* SELECTED PASSAGE *

★ ★ ★

# Buddy’s Pedal Fest



## mazdaflyer (Sep 6, 2018)

Sent from my iPhone using Tapatalk


----------



## Freqman1 (Sep 7, 2018)

mazdaflyer said:


> View attachment 864968
> 
> 
> Sent from my iPhone using Tapatalk



What state/city? V/r Shawn


----------



## tripple3 (Sep 7, 2018)

Freqman1 said:


> What state/city? V/r Shawn



I found this:
BUDDY'S PEDAL FEST·THURSDAY,
This year the Buddy Pedal Fest will again include a Vintage Bicycle Show, a Swap Meet. And a pub crawl style ride following the Show and Swap w/Live music. Sept. 15th 2018 at the Historic Train Depot, Retro on the Rails, 100 Wyoming St. Pleasant Hill, MO.

★ ★ ★

* SUPPLIED DATA *
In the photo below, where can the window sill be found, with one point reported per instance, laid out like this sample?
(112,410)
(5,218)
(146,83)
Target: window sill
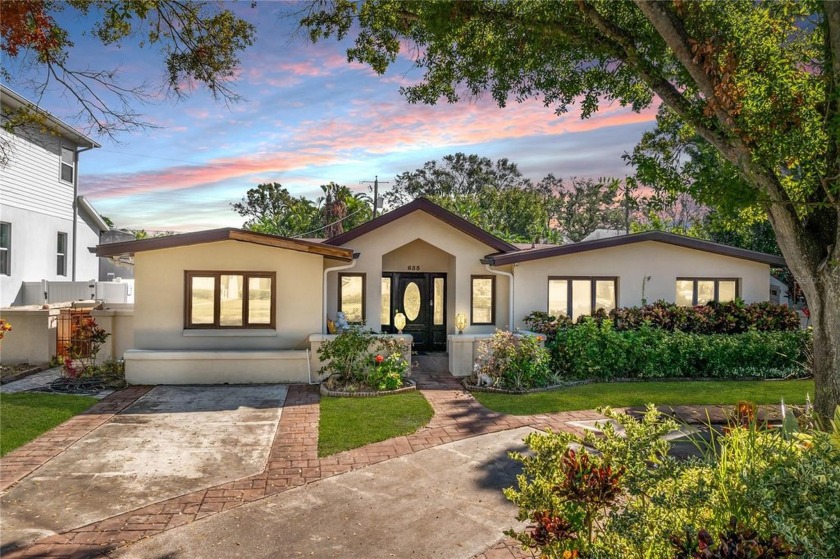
(229,333)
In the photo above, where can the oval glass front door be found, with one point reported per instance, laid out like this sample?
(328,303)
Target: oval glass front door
(411,301)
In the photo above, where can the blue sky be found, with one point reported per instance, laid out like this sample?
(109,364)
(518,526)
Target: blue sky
(309,117)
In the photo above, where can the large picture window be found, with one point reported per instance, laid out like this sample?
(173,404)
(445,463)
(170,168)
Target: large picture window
(483,300)
(5,248)
(351,297)
(230,300)
(577,296)
(699,291)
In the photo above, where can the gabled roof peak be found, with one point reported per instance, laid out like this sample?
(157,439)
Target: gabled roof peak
(425,205)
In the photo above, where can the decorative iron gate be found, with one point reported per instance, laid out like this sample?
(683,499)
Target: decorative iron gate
(68,343)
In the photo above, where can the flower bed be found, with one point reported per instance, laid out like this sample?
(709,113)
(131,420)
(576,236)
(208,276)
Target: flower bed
(359,361)
(408,386)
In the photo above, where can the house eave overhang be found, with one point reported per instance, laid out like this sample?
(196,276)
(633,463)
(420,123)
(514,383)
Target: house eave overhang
(500,259)
(422,204)
(227,234)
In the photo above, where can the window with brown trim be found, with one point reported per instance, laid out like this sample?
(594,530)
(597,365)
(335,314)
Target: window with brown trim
(351,297)
(230,299)
(699,291)
(575,295)
(483,300)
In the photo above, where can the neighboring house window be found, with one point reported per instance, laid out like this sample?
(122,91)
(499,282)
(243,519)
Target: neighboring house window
(483,300)
(68,164)
(230,300)
(351,297)
(61,254)
(699,291)
(576,296)
(5,249)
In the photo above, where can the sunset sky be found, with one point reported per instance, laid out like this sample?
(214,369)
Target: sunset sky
(309,117)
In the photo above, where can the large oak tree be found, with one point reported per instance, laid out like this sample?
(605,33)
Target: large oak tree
(756,81)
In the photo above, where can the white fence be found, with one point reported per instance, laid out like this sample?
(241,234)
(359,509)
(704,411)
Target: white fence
(40,292)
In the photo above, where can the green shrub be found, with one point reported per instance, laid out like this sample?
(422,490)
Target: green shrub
(597,351)
(754,489)
(358,359)
(514,361)
(734,317)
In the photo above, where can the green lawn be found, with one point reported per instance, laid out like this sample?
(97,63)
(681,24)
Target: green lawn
(25,416)
(353,422)
(625,394)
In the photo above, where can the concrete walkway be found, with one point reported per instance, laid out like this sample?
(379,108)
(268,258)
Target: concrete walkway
(173,440)
(442,502)
(293,461)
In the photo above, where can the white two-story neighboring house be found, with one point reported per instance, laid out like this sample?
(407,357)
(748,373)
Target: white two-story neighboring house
(46,228)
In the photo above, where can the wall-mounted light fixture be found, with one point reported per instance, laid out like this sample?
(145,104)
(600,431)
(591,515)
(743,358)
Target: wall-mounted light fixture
(399,322)
(460,322)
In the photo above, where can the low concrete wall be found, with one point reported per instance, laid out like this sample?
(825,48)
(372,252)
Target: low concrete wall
(119,321)
(216,367)
(317,340)
(463,350)
(32,338)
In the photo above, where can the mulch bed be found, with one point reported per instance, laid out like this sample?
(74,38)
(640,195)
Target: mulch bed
(17,371)
(410,386)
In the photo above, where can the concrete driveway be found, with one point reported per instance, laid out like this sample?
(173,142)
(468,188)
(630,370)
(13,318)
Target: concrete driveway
(172,441)
(444,502)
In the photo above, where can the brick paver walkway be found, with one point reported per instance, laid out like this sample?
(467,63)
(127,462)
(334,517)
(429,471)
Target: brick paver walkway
(293,461)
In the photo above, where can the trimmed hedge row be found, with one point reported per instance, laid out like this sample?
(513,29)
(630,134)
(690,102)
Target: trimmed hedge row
(593,350)
(734,317)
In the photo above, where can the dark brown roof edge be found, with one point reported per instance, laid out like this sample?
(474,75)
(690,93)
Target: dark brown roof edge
(658,236)
(432,209)
(225,234)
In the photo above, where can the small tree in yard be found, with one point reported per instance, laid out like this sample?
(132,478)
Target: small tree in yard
(758,83)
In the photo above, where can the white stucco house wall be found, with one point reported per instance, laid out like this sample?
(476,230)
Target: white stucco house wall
(47,231)
(229,305)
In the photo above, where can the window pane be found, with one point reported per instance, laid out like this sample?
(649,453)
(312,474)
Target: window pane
(558,297)
(685,293)
(351,298)
(438,314)
(581,298)
(482,303)
(705,291)
(726,290)
(259,300)
(411,301)
(605,295)
(385,318)
(67,157)
(202,307)
(230,301)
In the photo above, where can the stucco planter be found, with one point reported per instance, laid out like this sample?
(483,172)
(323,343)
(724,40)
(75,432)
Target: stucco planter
(475,388)
(410,386)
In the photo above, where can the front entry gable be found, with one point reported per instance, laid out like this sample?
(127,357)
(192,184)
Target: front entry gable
(398,216)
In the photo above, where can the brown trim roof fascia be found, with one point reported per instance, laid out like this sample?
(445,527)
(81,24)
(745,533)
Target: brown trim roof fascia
(432,209)
(226,234)
(657,236)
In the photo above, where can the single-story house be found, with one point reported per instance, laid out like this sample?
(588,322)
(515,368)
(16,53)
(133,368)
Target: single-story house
(229,305)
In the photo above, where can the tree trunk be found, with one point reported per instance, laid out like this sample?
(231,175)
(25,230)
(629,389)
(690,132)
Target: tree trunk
(823,295)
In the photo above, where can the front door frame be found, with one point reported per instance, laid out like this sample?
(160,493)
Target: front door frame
(434,336)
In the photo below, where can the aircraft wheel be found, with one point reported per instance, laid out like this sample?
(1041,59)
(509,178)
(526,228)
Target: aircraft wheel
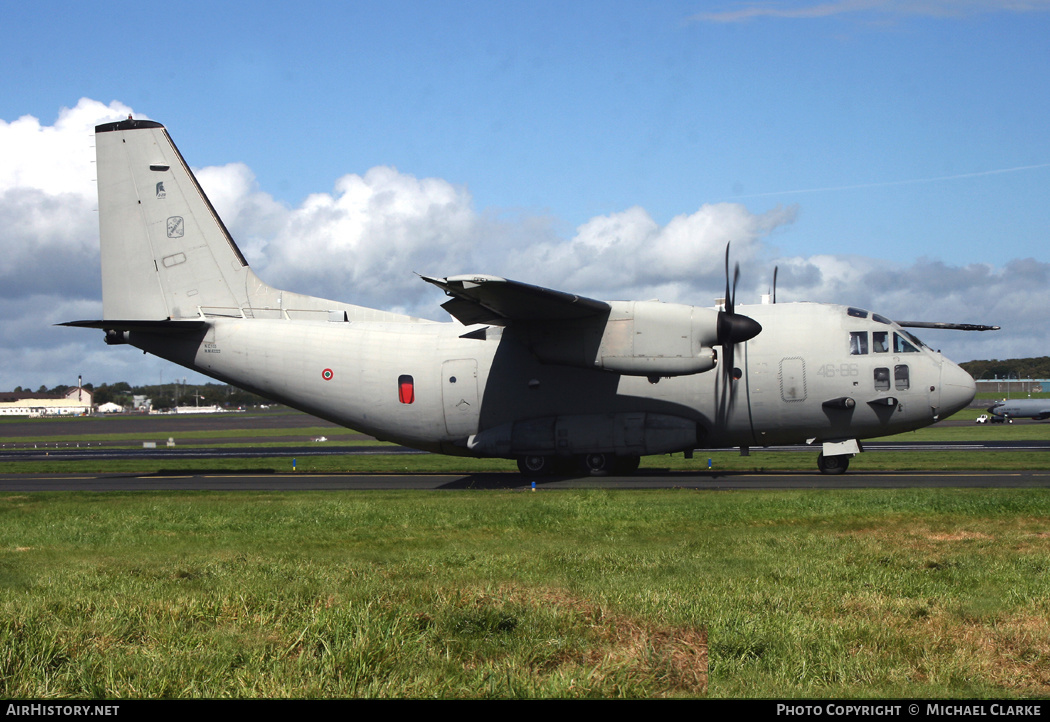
(534,464)
(596,463)
(832,465)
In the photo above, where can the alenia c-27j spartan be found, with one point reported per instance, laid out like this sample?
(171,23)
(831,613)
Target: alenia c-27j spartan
(548,378)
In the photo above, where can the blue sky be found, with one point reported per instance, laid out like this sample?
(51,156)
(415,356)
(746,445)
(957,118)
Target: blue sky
(891,154)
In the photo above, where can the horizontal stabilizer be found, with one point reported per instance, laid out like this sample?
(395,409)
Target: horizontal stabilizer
(947,326)
(489,299)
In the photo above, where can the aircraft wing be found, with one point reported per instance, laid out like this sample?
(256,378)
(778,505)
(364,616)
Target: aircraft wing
(490,299)
(948,326)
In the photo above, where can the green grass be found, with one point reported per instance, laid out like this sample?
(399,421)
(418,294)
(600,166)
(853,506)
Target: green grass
(585,593)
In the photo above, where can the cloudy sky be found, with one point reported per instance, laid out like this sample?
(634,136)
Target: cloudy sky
(893,154)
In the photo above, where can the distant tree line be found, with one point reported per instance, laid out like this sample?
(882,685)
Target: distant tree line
(166,396)
(1011,368)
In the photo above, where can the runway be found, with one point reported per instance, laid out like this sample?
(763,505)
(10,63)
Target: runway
(513,481)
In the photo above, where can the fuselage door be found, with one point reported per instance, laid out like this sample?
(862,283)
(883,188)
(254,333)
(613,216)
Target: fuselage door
(459,395)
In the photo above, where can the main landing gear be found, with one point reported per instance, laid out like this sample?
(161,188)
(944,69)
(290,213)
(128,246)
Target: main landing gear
(540,465)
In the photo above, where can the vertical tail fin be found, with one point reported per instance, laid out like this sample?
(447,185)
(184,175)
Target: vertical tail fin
(166,254)
(165,251)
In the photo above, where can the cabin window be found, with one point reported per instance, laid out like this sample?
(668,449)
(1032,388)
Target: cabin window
(901,377)
(405,389)
(882,379)
(880,341)
(901,345)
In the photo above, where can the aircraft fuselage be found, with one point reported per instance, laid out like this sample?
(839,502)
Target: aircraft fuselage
(816,373)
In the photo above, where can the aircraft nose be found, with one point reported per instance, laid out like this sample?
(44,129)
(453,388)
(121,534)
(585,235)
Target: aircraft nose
(958,389)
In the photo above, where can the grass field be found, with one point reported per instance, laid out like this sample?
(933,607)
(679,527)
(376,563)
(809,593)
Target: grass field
(570,593)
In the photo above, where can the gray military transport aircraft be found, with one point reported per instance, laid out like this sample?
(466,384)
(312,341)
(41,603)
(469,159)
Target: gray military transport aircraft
(548,378)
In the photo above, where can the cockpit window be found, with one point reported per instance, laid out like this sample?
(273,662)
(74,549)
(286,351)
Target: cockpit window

★ ★ ★

* REQUIRED ACTIONS *
1. Reproduce verbatim the stretch of the Pedal Fest thread from "## tripple3 (Sep" through "Pleasant Hill, MO.".
2. According to the Pedal Fest thread, where will the 2018 event be held?
3. Pick up the Pedal Fest thread where it stops and keep it going.
The material has no connection to the Pedal Fest forum thread.

* THE ANSWERS *
1.
## tripple3 (Sep 7, 2018)

Freqman1 said:


> What state/city? V/r Shawn



I found this:
BUDDY'S PEDAL FEST·THURSDAY,
This year the Buddy Pedal Fest will again include a Vintage Bicycle Show, a Swap Meet. And a pub crawl style ride following the Show and Swap w/Live music. Sept. 15th 2018 at the Historic Train Depot, Retro on the Rails, 100 Wyoming St. Pleasant Hill, MO.

2. At the Historic Train Depot, Retro on the Rails, 100 Wyoming St. Pleasant Hill, MO.

3.
----------



## mazdaflyer (Sep 7, 2018)

Freqman1 said:


> What state/city? V/r Shawn




Pleasant Hill, MO a little southeast of Kansas City, MO.


----------



## oldfart36 (Sep 14, 2018)

A great time and Good People Buckaroos!


----------



## oldfart36 (Sep 14, 2018)

The old depot.


----------



## rollfaster (Sep 14, 2018)

Would like to attend some day. Great bunch of guys!!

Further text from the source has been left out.